→ Records provided
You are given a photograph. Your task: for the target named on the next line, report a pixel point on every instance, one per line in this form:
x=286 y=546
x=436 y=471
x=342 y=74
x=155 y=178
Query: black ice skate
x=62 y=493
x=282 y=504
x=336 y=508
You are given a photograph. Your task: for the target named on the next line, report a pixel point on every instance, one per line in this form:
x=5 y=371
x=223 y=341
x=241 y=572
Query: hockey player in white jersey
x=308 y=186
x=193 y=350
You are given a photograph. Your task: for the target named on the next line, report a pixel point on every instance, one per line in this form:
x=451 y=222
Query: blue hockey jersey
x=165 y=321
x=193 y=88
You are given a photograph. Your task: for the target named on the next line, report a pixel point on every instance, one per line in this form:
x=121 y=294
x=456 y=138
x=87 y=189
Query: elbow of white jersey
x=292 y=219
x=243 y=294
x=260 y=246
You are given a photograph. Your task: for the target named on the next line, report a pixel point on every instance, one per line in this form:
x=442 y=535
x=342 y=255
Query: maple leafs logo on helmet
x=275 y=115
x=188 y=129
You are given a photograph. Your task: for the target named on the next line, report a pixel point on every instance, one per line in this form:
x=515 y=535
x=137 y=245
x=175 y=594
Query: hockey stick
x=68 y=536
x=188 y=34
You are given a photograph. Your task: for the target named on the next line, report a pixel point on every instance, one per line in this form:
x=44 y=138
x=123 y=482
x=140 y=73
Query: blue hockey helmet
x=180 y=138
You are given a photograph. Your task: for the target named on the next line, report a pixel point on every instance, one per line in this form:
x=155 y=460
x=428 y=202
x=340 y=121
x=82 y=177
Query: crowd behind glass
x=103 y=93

→ Task brief
Write out all the lines above again, swapping "pixel point" for "pixel location" everywhere it occurs and keeping everything else unchanged.

→ Right answer
You are given a photograph. Your task: for the target named on the next line, report a pixel location on every instance, one per line in this form:
x=286 y=546
x=436 y=471
x=342 y=74
x=155 y=178
Query: black ice skate
x=62 y=493
x=282 y=504
x=336 y=508
You are given a photograph. Your task: for the target named on the next line, report a pixel location on every instance, one per line in this form:
x=5 y=371
x=223 y=341
x=241 y=572
Query: hockey player in white jersey
x=308 y=186
x=193 y=350
You are given a photograph. Your task: for the target named on the next line, report a pixel location on every instance, one per line in this form:
x=451 y=222
Query: blue hockey jersey
x=165 y=321
x=193 y=88
You are given a photograph. Your task: for the target named on the next line, report a pixel location on every instance, one per line in this form:
x=121 y=294
x=456 y=138
x=87 y=189
Query: elbow of white jersey
x=292 y=219
x=243 y=294
x=260 y=246
You are given a photograph. Your task: for the target named on the next line, report a pixel location on every instance, one per line in this form:
x=442 y=535
x=342 y=255
Query: maple leafs logo on helmet
x=275 y=115
x=188 y=129
You are given a photograph. Your task: for the target named on the next line, report a pixel location on every instance, one per line in this form:
x=515 y=535
x=137 y=245
x=175 y=594
Query: hockey stick
x=68 y=536
x=188 y=34
You are given a photograph. Your task: for the target named on the next line, report a pixel location on every instance, one per line in this form:
x=44 y=138
x=123 y=482
x=140 y=73
Query: blue hockey helmet
x=180 y=138
You are given a photograph. Your task: for the target named on the next line, report a pixel location on every instance, one per line in this form:
x=155 y=460
x=428 y=202
x=340 y=121
x=82 y=177
Query: crowd behind glass
x=103 y=93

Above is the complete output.